*What you are asked to do:*
Find "Would you be able to mark the woman with eyeglasses" in the records that follow; print that line and each subsequent line through the last one, verbatim and with nothing added.

◇ ◇ ◇ ◇

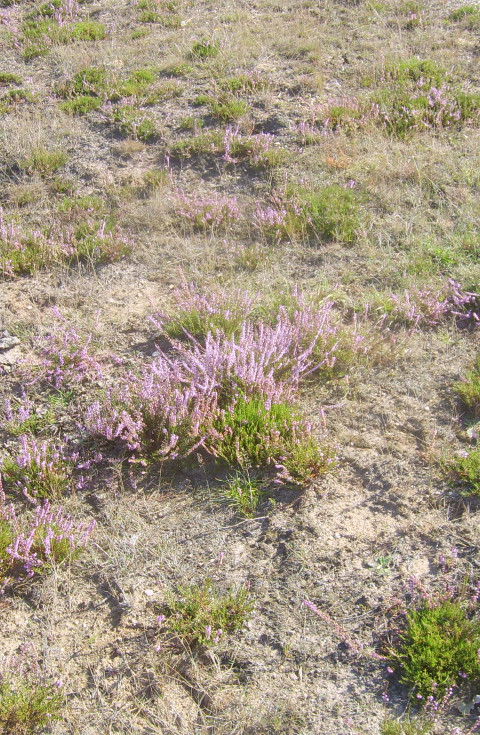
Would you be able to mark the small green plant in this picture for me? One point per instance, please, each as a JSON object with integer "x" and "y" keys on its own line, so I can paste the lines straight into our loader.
{"x": 225, "y": 107}
{"x": 88, "y": 31}
{"x": 332, "y": 212}
{"x": 438, "y": 649}
{"x": 199, "y": 617}
{"x": 464, "y": 470}
{"x": 38, "y": 471}
{"x": 243, "y": 492}
{"x": 7, "y": 78}
{"x": 467, "y": 15}
{"x": 81, "y": 105}
{"x": 134, "y": 122}
{"x": 406, "y": 726}
{"x": 204, "y": 50}
{"x": 468, "y": 389}
{"x": 27, "y": 706}
{"x": 45, "y": 162}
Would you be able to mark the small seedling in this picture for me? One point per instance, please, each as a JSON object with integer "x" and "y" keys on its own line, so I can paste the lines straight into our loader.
{"x": 438, "y": 649}
{"x": 199, "y": 617}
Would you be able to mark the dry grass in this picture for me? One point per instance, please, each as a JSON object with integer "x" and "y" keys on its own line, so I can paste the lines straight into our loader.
{"x": 349, "y": 541}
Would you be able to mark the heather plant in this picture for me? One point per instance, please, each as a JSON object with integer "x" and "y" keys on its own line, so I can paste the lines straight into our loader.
{"x": 200, "y": 618}
{"x": 24, "y": 418}
{"x": 330, "y": 213}
{"x": 38, "y": 470}
{"x": 45, "y": 162}
{"x": 243, "y": 492}
{"x": 225, "y": 107}
{"x": 463, "y": 470}
{"x": 202, "y": 50}
{"x": 468, "y": 389}
{"x": 91, "y": 240}
{"x": 133, "y": 122}
{"x": 466, "y": 15}
{"x": 252, "y": 434}
{"x": 32, "y": 547}
{"x": 29, "y": 700}
{"x": 65, "y": 358}
{"x": 406, "y": 726}
{"x": 438, "y": 649}
{"x": 197, "y": 313}
{"x": 208, "y": 212}
{"x": 7, "y": 78}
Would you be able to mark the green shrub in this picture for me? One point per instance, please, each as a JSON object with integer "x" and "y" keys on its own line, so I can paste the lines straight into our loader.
{"x": 45, "y": 162}
{"x": 81, "y": 105}
{"x": 464, "y": 470}
{"x": 7, "y": 78}
{"x": 27, "y": 707}
{"x": 438, "y": 649}
{"x": 332, "y": 212}
{"x": 133, "y": 122}
{"x": 243, "y": 492}
{"x": 204, "y": 49}
{"x": 468, "y": 389}
{"x": 88, "y": 31}
{"x": 199, "y": 617}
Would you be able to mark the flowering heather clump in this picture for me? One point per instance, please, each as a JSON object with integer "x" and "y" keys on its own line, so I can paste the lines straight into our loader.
{"x": 29, "y": 700}
{"x": 28, "y": 548}
{"x": 66, "y": 360}
{"x": 39, "y": 470}
{"x": 24, "y": 253}
{"x": 259, "y": 149}
{"x": 427, "y": 307}
{"x": 184, "y": 401}
{"x": 206, "y": 212}
{"x": 199, "y": 313}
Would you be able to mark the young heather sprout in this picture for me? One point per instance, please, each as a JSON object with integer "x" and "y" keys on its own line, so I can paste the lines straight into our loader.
{"x": 28, "y": 548}
{"x": 39, "y": 470}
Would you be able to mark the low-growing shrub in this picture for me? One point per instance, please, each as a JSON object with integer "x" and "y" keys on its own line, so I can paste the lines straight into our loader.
{"x": 199, "y": 617}
{"x": 39, "y": 470}
{"x": 28, "y": 703}
{"x": 204, "y": 50}
{"x": 468, "y": 389}
{"x": 243, "y": 492}
{"x": 438, "y": 649}
{"x": 463, "y": 470}
{"x": 32, "y": 547}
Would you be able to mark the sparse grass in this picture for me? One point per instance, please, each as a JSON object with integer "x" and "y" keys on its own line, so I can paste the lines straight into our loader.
{"x": 45, "y": 162}
{"x": 438, "y": 649}
{"x": 468, "y": 389}
{"x": 463, "y": 469}
{"x": 244, "y": 492}
{"x": 200, "y": 617}
{"x": 406, "y": 726}
{"x": 202, "y": 50}
{"x": 27, "y": 706}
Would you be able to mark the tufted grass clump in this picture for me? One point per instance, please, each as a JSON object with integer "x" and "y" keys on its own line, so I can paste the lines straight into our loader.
{"x": 466, "y": 15}
{"x": 38, "y": 471}
{"x": 202, "y": 50}
{"x": 468, "y": 389}
{"x": 200, "y": 618}
{"x": 254, "y": 434}
{"x": 333, "y": 213}
{"x": 438, "y": 649}
{"x": 33, "y": 546}
{"x": 463, "y": 471}
{"x": 27, "y": 706}
{"x": 44, "y": 162}
{"x": 243, "y": 492}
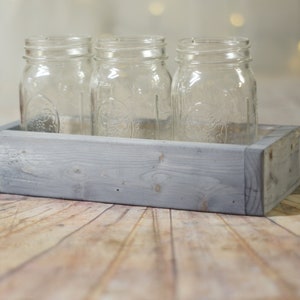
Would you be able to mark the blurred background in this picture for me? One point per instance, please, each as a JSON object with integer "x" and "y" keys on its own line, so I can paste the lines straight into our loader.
{"x": 273, "y": 26}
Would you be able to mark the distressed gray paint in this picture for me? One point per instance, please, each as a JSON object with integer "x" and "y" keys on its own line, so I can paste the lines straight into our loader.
{"x": 182, "y": 175}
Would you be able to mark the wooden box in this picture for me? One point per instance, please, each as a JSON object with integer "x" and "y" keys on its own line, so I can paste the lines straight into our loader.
{"x": 236, "y": 179}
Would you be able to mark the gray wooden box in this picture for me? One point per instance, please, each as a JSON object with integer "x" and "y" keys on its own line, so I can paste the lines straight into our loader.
{"x": 237, "y": 179}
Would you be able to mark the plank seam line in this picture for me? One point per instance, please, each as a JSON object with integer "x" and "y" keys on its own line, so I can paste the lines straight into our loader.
{"x": 99, "y": 287}
{"x": 9, "y": 273}
{"x": 174, "y": 261}
{"x": 266, "y": 268}
{"x": 286, "y": 229}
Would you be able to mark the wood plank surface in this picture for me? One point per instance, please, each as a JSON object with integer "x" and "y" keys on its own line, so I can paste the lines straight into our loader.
{"x": 63, "y": 249}
{"x": 167, "y": 174}
{"x": 236, "y": 179}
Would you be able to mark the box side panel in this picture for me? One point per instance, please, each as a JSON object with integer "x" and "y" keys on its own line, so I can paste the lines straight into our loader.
{"x": 281, "y": 166}
{"x": 172, "y": 175}
{"x": 254, "y": 181}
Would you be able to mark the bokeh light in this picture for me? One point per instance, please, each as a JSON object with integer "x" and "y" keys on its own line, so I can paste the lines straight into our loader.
{"x": 156, "y": 8}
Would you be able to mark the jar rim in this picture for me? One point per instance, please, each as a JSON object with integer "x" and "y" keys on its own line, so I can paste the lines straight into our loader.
{"x": 57, "y": 47}
{"x": 212, "y": 44}
{"x": 128, "y": 42}
{"x": 55, "y": 41}
{"x": 130, "y": 47}
{"x": 213, "y": 50}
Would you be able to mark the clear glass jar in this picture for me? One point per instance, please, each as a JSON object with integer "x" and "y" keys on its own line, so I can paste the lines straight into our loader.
{"x": 131, "y": 88}
{"x": 54, "y": 89}
{"x": 214, "y": 91}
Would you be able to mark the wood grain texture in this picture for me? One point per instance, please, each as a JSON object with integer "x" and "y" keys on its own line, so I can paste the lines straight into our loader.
{"x": 235, "y": 179}
{"x": 126, "y": 171}
{"x": 56, "y": 249}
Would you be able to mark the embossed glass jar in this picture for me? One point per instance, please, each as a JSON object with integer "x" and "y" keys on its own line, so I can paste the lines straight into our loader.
{"x": 214, "y": 91}
{"x": 131, "y": 88}
{"x": 54, "y": 89}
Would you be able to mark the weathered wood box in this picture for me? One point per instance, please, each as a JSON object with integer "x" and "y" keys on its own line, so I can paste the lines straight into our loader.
{"x": 237, "y": 179}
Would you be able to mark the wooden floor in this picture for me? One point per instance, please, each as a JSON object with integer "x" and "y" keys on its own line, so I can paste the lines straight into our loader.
{"x": 59, "y": 249}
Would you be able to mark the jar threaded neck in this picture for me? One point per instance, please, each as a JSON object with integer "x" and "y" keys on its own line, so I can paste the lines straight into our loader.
{"x": 228, "y": 50}
{"x": 57, "y": 47}
{"x": 130, "y": 48}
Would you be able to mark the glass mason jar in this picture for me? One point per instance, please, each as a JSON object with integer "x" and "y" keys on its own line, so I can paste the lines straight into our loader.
{"x": 214, "y": 92}
{"x": 54, "y": 89}
{"x": 131, "y": 88}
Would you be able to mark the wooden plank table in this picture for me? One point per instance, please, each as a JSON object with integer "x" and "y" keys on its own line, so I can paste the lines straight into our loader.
{"x": 62, "y": 249}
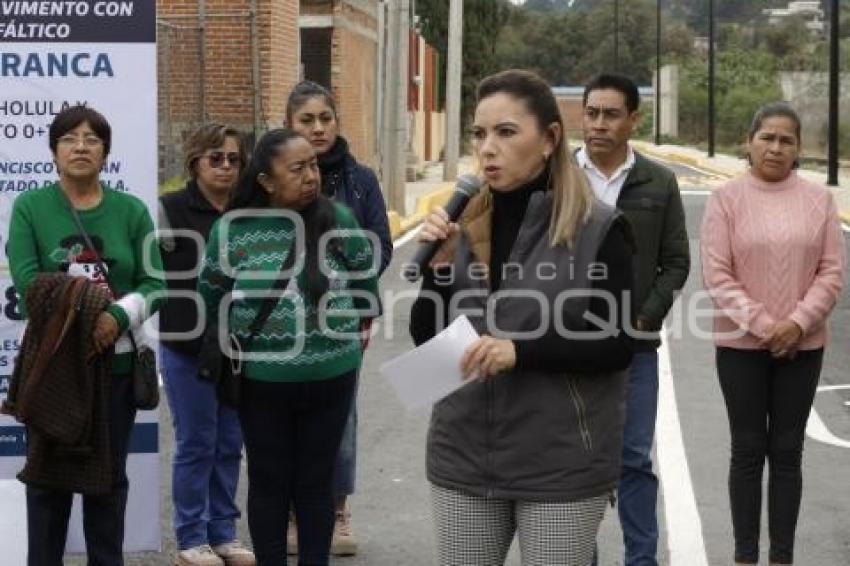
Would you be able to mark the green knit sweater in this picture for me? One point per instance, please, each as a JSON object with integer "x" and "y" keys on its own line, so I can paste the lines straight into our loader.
{"x": 299, "y": 342}
{"x": 44, "y": 238}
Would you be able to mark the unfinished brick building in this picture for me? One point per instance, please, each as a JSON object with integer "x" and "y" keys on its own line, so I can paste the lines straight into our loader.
{"x": 231, "y": 61}
{"x": 234, "y": 61}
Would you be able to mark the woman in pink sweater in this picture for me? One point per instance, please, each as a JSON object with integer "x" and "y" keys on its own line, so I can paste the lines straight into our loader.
{"x": 773, "y": 260}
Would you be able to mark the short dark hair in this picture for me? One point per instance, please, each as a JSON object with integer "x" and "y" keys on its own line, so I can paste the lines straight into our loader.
{"x": 770, "y": 110}
{"x": 211, "y": 136}
{"x": 621, "y": 83}
{"x": 304, "y": 91}
{"x": 73, "y": 116}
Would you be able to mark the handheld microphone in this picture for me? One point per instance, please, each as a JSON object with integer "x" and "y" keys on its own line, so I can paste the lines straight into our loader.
{"x": 467, "y": 186}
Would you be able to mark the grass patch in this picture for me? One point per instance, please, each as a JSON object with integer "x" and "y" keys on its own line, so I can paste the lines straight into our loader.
{"x": 170, "y": 185}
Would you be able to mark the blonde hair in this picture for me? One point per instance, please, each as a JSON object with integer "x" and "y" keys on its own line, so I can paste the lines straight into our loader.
{"x": 572, "y": 196}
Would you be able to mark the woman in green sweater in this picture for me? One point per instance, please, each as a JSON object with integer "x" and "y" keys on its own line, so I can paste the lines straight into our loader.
{"x": 301, "y": 365}
{"x": 43, "y": 237}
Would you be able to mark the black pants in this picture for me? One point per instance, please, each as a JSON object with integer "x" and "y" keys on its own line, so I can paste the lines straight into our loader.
{"x": 768, "y": 402}
{"x": 292, "y": 433}
{"x": 48, "y": 510}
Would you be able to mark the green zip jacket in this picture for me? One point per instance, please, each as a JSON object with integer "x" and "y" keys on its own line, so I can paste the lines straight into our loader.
{"x": 651, "y": 202}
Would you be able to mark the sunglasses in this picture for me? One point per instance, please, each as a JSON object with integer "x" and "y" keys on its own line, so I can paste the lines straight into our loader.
{"x": 216, "y": 159}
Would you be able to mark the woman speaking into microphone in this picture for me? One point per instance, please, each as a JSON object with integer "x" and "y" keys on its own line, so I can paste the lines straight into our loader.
{"x": 531, "y": 444}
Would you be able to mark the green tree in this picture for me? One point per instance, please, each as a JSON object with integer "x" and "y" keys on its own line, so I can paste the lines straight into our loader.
{"x": 744, "y": 81}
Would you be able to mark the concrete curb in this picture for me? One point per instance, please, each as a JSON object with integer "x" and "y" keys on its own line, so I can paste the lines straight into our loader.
{"x": 672, "y": 155}
{"x": 438, "y": 196}
{"x": 441, "y": 194}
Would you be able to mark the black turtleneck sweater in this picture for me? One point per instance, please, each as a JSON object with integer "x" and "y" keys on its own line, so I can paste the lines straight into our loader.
{"x": 551, "y": 353}
{"x": 331, "y": 167}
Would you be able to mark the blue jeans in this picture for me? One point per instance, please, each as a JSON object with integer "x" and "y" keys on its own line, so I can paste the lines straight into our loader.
{"x": 346, "y": 459}
{"x": 638, "y": 492}
{"x": 207, "y": 453}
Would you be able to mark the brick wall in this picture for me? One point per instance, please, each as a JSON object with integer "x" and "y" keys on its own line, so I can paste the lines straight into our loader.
{"x": 222, "y": 89}
{"x": 353, "y": 64}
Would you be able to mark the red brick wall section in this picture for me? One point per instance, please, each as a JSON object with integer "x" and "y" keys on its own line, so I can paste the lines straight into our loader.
{"x": 354, "y": 61}
{"x": 228, "y": 85}
{"x": 279, "y": 60}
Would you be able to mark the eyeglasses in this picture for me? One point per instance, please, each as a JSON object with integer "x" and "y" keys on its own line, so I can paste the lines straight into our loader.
{"x": 90, "y": 141}
{"x": 216, "y": 159}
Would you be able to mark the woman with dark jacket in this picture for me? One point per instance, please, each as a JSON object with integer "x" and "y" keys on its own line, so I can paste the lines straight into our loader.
{"x": 311, "y": 111}
{"x": 208, "y": 439}
{"x": 531, "y": 444}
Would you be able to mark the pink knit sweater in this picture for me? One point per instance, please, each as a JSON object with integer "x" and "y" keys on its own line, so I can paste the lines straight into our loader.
{"x": 771, "y": 251}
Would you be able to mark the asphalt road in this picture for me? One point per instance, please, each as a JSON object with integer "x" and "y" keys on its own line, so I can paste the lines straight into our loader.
{"x": 391, "y": 513}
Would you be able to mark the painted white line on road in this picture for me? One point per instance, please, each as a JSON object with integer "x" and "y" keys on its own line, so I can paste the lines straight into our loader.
{"x": 816, "y": 430}
{"x": 833, "y": 387}
{"x": 406, "y": 238}
{"x": 684, "y": 527}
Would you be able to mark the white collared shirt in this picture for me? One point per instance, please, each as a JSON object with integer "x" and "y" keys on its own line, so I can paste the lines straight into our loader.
{"x": 607, "y": 189}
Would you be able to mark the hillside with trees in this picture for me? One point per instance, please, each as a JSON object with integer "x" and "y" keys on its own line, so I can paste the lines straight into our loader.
{"x": 568, "y": 41}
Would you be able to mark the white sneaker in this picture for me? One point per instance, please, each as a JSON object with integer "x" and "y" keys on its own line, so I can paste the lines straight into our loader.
{"x": 343, "y": 543}
{"x": 292, "y": 537}
{"x": 234, "y": 554}
{"x": 201, "y": 555}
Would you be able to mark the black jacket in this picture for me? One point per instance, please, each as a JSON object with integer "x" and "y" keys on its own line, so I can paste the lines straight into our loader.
{"x": 530, "y": 434}
{"x": 186, "y": 209}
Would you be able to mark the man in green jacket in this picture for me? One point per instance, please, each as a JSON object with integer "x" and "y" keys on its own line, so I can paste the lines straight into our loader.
{"x": 648, "y": 195}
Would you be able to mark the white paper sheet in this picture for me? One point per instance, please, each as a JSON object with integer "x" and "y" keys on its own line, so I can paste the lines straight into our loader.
{"x": 430, "y": 372}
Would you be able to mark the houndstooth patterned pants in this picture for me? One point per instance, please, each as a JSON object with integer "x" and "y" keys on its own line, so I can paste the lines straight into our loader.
{"x": 477, "y": 531}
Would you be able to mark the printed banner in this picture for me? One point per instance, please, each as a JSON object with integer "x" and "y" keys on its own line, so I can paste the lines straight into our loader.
{"x": 52, "y": 55}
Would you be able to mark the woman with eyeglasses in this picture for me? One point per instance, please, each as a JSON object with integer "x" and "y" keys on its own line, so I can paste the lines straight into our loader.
{"x": 208, "y": 438}
{"x": 44, "y": 238}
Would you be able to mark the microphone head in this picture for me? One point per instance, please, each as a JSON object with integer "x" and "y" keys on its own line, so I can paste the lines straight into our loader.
{"x": 468, "y": 184}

◇ ◇ ◇ ◇

*Reply to the exercise:*
Would you be able to mark the woman with eyeglasses in this picture for me? One point per instance, please, each as a JSON object with integer "x" and "y" keys on its own line, so I can paste the lines straight into our loader.
{"x": 208, "y": 438}
{"x": 44, "y": 238}
Would you be able to mark the microphone head in this picture for me? One point per instance, please, each as a JSON object with integer "x" and "y" keys on its own line, so I can paste the lines straight into our loader.
{"x": 468, "y": 184}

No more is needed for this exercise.